Reproduce all of the material below word for word, without changing or leaving out any line.

- _Provided data_:
◇ ◇ ◇ ◇
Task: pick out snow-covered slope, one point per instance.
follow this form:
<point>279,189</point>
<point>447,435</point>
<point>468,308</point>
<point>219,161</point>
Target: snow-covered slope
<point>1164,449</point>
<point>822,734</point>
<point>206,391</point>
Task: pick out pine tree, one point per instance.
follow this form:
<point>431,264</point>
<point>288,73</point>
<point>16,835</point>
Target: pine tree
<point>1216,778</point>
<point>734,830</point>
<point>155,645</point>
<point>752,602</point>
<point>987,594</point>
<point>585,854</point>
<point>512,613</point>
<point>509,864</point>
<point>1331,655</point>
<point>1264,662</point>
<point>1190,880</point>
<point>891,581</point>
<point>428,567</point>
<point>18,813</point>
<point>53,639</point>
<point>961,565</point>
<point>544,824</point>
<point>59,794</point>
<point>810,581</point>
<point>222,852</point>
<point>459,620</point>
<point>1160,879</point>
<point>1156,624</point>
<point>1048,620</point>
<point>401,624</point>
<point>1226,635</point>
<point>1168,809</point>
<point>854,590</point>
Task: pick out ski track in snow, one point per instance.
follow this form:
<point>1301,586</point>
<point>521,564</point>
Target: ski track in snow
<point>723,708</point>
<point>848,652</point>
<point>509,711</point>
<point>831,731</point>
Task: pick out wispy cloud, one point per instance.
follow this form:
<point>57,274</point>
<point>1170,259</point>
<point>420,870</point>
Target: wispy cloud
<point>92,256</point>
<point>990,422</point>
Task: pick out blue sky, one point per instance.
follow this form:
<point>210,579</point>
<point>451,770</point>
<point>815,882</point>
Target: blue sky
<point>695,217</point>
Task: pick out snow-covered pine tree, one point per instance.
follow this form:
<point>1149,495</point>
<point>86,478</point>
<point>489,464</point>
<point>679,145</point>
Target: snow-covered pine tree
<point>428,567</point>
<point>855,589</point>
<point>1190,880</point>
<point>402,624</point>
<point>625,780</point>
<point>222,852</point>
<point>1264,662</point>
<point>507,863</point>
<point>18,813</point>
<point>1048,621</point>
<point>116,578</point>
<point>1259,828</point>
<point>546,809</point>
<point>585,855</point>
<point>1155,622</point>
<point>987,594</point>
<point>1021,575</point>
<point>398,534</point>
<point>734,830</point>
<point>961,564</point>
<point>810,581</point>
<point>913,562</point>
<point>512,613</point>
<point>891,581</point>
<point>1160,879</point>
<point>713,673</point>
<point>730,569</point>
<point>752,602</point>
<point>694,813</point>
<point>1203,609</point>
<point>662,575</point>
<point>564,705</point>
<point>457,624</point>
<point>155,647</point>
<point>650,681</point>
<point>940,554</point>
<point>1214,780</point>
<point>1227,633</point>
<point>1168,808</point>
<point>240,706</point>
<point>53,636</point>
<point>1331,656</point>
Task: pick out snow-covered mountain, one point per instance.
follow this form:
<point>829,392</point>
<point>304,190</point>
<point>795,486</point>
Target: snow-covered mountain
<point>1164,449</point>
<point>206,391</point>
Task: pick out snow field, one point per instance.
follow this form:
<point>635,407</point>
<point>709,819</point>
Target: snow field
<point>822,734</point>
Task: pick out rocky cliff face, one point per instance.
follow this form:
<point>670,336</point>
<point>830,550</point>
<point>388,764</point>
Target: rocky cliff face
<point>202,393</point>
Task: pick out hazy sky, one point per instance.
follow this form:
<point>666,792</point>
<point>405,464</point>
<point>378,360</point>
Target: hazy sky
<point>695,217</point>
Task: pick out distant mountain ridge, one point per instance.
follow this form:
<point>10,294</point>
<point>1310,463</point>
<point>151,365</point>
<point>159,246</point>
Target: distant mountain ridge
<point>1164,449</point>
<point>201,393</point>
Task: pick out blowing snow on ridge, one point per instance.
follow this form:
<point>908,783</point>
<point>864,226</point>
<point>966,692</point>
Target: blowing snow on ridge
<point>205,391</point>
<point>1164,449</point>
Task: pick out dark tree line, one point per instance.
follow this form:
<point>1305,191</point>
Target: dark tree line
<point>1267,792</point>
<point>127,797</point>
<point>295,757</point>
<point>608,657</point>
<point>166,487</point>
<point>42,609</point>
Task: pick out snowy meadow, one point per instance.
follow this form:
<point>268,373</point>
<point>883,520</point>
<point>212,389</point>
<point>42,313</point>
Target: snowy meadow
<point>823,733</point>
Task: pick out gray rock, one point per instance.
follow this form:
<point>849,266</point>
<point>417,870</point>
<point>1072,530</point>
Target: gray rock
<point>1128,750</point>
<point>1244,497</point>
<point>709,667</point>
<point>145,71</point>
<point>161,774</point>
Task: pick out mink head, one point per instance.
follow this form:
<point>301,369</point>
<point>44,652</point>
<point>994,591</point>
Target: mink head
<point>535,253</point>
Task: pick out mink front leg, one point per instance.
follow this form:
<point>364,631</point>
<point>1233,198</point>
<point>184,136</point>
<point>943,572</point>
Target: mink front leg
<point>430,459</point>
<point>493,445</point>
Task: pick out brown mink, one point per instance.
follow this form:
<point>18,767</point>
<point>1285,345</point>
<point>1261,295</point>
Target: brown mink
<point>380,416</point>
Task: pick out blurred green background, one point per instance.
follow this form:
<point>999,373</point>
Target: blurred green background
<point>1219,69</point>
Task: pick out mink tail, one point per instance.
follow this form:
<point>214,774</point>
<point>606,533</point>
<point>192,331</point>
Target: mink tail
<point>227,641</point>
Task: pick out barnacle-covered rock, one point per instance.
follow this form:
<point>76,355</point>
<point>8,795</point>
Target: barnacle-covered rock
◇ ◇ ◇ ◇
- _Output for this task_:
Task: pick out snow-covered slope, one point per instance.
follow this form:
<point>279,189</point>
<point>447,435</point>
<point>468,308</point>
<point>219,161</point>
Target: snow-covered slope
<point>1164,449</point>
<point>822,734</point>
<point>206,391</point>
Task: pick out pine tree, one point per instance.
follow this form:
<point>431,264</point>
<point>288,73</point>
<point>16,835</point>
Target: pine tree
<point>1216,778</point>
<point>734,830</point>
<point>155,645</point>
<point>752,602</point>
<point>987,594</point>
<point>585,854</point>
<point>512,613</point>
<point>509,864</point>
<point>1331,655</point>
<point>1264,662</point>
<point>1190,880</point>
<point>891,581</point>
<point>428,567</point>
<point>18,813</point>
<point>53,639</point>
<point>961,565</point>
<point>544,824</point>
<point>59,794</point>
<point>810,581</point>
<point>222,852</point>
<point>459,620</point>
<point>1160,879</point>
<point>1156,624</point>
<point>1048,620</point>
<point>401,624</point>
<point>1226,635</point>
<point>1168,809</point>
<point>854,590</point>
Task: pick out ski track in snow, one point per instance.
follow this form:
<point>1301,586</point>
<point>521,564</point>
Target: ski track in snow
<point>723,708</point>
<point>848,652</point>
<point>509,711</point>
<point>831,731</point>
Task: pick out wispy cloud, one point per instance.
follow this form:
<point>57,274</point>
<point>1170,259</point>
<point>420,870</point>
Target: wispy cloud
<point>92,256</point>
<point>990,422</point>
Task: pick out blue sky, one point per instance.
follow this form:
<point>210,579</point>
<point>451,770</point>
<point>815,882</point>
Target: blue sky
<point>695,217</point>
Task: pick out snow-covered pine tree, one point per instance.
follow this form:
<point>1149,495</point>
<point>86,478</point>
<point>489,464</point>
<point>679,145</point>
Target: snow-covered pine tree
<point>428,567</point>
<point>855,589</point>
<point>1190,880</point>
<point>402,624</point>
<point>625,780</point>
<point>222,852</point>
<point>1264,662</point>
<point>507,863</point>
<point>18,813</point>
<point>1048,621</point>
<point>116,578</point>
<point>1259,828</point>
<point>546,809</point>
<point>585,855</point>
<point>1155,622</point>
<point>987,594</point>
<point>1021,575</point>
<point>398,534</point>
<point>734,830</point>
<point>961,564</point>
<point>810,581</point>
<point>913,562</point>
<point>512,613</point>
<point>891,581</point>
<point>1160,879</point>
<point>713,673</point>
<point>730,569</point>
<point>752,602</point>
<point>694,813</point>
<point>1203,609</point>
<point>662,575</point>
<point>564,705</point>
<point>457,624</point>
<point>155,647</point>
<point>650,681</point>
<point>940,554</point>
<point>1214,780</point>
<point>1227,633</point>
<point>1168,808</point>
<point>240,706</point>
<point>53,636</point>
<point>1331,656</point>
Task: pick out snow-covered mountain, one point per instance.
follow this form:
<point>829,392</point>
<point>304,190</point>
<point>795,486</point>
Target: snow-covered mountain
<point>1164,449</point>
<point>206,391</point>
Task: pick out snow field, one point per instance.
follow this form:
<point>635,407</point>
<point>709,819</point>
Target: snow field
<point>822,734</point>
Task: pick out rocky cliff face, one point per instance.
follow this form:
<point>670,336</point>
<point>830,550</point>
<point>388,764</point>
Target: rocky cliff face
<point>202,393</point>
Task: pick out hazy sky, one point per instance.
follow this form:
<point>666,792</point>
<point>405,464</point>
<point>378,360</point>
Target: hazy sky
<point>695,217</point>
Task: pick out distant mountain ridge, one point per instance.
follow this form:
<point>10,294</point>
<point>1310,463</point>
<point>151,365</point>
<point>159,246</point>
Target: distant mountain ridge
<point>1164,449</point>
<point>201,393</point>
Task: pick out blowing snow on ridge, one point per instance.
follow this form:
<point>908,783</point>
<point>864,226</point>
<point>966,692</point>
Target: blowing snow on ridge
<point>205,391</point>
<point>1164,449</point>
Task: pick out dark tree line, one point per instance.
follow this form:
<point>1305,191</point>
Target: dark tree line
<point>1267,792</point>
<point>127,797</point>
<point>295,757</point>
<point>608,657</point>
<point>166,487</point>
<point>42,609</point>
Task: pick out snowy meadow, one point per instance.
follow this form:
<point>268,373</point>
<point>883,520</point>
<point>212,389</point>
<point>42,313</point>
Target: snowy meadow
<point>823,733</point>
Task: pick out gray rock, one point per instance.
follow this form:
<point>849,266</point>
<point>417,870</point>
<point>1072,530</point>
Target: gray rock
<point>1128,750</point>
<point>1244,497</point>
<point>709,667</point>
<point>145,71</point>
<point>161,774</point>
Task: pick out mink head, one point per instance.
follow this form:
<point>301,369</point>
<point>44,652</point>
<point>994,591</point>
Target: mink head
<point>535,253</point>
Task: pick out mink front leg, one point per instance.
follow this form:
<point>364,631</point>
<point>1233,198</point>
<point>184,136</point>
<point>943,572</point>
Target: mink front leg
<point>430,459</point>
<point>493,445</point>
Task: pick out brown mink, one point per instance.
follow this form:
<point>18,767</point>
<point>1285,345</point>
<point>1261,295</point>
Target: brown mink
<point>380,416</point>
Task: pick out blurred green background, one point per instance.
follow this form:
<point>999,373</point>
Target: blurred green background
<point>1219,69</point>
Task: pick out mink tail, one point per instance.
follow this form:
<point>214,774</point>
<point>606,533</point>
<point>192,331</point>
Target: mink tail
<point>227,641</point>
Task: pick out barnacle-covered rock, one point per instance.
follow this form:
<point>76,355</point>
<point>8,795</point>
Target: barnacle-covered rock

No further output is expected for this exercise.